Passage shown =>

--------------------------------

The memochange package can be used for two things:
Checking for a break in persistence and checking for a change in mean.
This vignette presents the functions related to a change in mean. This
includes the functions CUSUMfixed, CUSUMLM,
CUSUM_simple, fixbsupw,
snsupwald, snwilcoxon, and
wilcoxonLM. Before considering the usage of these
functions, a brief literature review elaborates on their connection.
In standard time series models it is usually assumed that the series have a constant mean over time. If this assumption is invalidated, inference and forecasts based on such models are misleading. Therefore, testing for a change in mean is of major importance.
A typical example of a time series that could be subject to a change in mean is the series of average yearly temperatures in New Haven. It is visualized in the following graph.
Three standard procedures to test for a change in mean at an unknown point in time are CUSUM tests originally proposed by Brown, Durbin, and Evans (1975), Wilcoxon-type rank tests (e.g. Bauer (1972)), and sup-Wald tests by Andrews (1993). Applying the standard CUSUM test, for example, we observe for the above temperature series that the corresponding p-value of the test is smaller than any resonable significance level.
strucchange::sctest(strucchange::efp(nhtemp ~ 1, type = "OLS-CUSUM"))
#> 
#>  OLS-based CUSUM test
#> 
#> data:  strucchange::efp(nhtemp ~ 1, type = "OLS-CUSUM")
#> S0 = 2.0728, p-value = 0.0003709Therefore, it rejects the null hypothesis of a constant mean over time and we conclude that there is a change in mean.
However, all these standard tests suffer from the issue that they cannot be applied under long memory. In a persistent long-memory time series far distant observations are significantly correlated. The degree of persistence is given by the long-memory parameter \(d \in [0,0.5)\). Higher values of \(d\) indicate higher persistence of the series. The special case \(d=0\) is called short memory where far distant observations are not significantly correlated anymore. The difference between a short-memory and a long-memory time series can be seen easily in the autocorrelation function (acf) of a series, which gives the correlation between observations separated by various time lags.
T            <- 1000
series_short <- fracdiff::fracdiff.sim(n=T,d=0)$series
series_long  <- fracdiff::fracdiff.sim(n=T,d=0.45)$series
graphics::par(mfrow=c(1,2))
stats::acf(series_short,main="short memory")
stats::acf(series_long,main="long memory")We observe that the acf of the short-memory time series dies out quickly, while the autocorrelations in the long-memory time series are even at a very large lag (i.e. for far distant observations) high.

--------------------------------

Dataset excerpt =>
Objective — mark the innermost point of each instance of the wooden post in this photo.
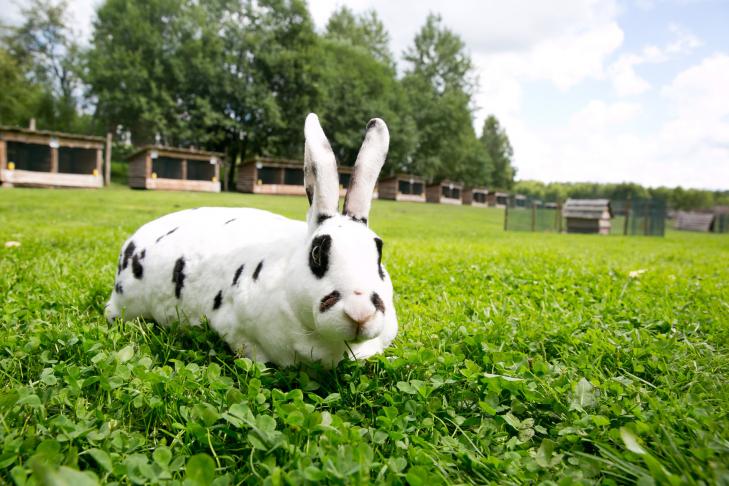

--------------------------------

Tasks =>
A – Reproduce the stretch of the memochange vignette from "However, all these" through "graphics::par(mfrow=c(1,2))".
B – Resume the memochange vignette on testing for a change in mean, picking up after its final sentence.

Results =>
A –
However, all these standard tests suffer from the issue that they cannot be applied under long memory. In a persistent long-memory time series far distant observations are significantly correlated. The degree of persistence is given by the long-memory parameter \(d \in [0,0.5)\). Higher values of \(d\) indicate higher persistence of the series. The special case \(d=0\) is called short memory where far distant observations are not significantly correlated anymore. The difference between a short-memory and a long-memory time series can be seen easily in the autocorrelation function (acf) of a series, which gives the correlation between observations separated by various time lags.
T            <- 1000
series_short <- fracdiff::fracdiff.sim(n=T,d=0)$series
series_long  <- fracdiff::fracdiff.sim(n=T,d=0.45)$series
graphics::par(mfrow=c(1,2))

B –
The above mentioned standard tests for a change in mean are developed under short memory. Wright (1998) and Krämer and Sibbertsen (2002), among others, found that they asymptotically reject the null hypothesis of a constant mean with probability one under long memory. This can be seen in a simple Monte Carlo simulation for the standard CUSUM test. We simulate \(N\) times a short-memory (\(d=0\)) and a long-memory (\(d=0.45\)) time series of length \(T\) without any change in mean, apply the test, and investigate how often the null hypothesis is rejected with a nominal significance level of \(5\%\). Therefore, since we are under the null hypothesis we expect on average \(5\%\) rejections.
set.seed(410)
T                  <- 500
N                  <- 500
results_short      <- vector("numeric",N)
results_long       <- vector("numeric",N)
for(i in 1:N)
{
  series_short     <- fracdiff::fracdiff.sim(n=T,d=0)$series
  series_long      <- fracdiff::fracdiff.sim(n=T,d=0.45)$series
  results_short[i] <- strucchange::sctest(strucchange::efp(series_short ~ 1, type = "OLS-CUSUM"))$p.value<0.05
  results_long[i]  <- strucchange::sctest(strucchange::efp(series_long ~ 1, type = "OLS-CUSUM"))$p.value<0.05
}
mean(results_short)
#> [1] 0.056
mean(results_long)
#> [1] 0.992Under short memory the test roghly holds its significance level of \(5\%\). However, under long memory the standard CUSUM test nearly always rejects. It cannot be used whenever \(d>0\).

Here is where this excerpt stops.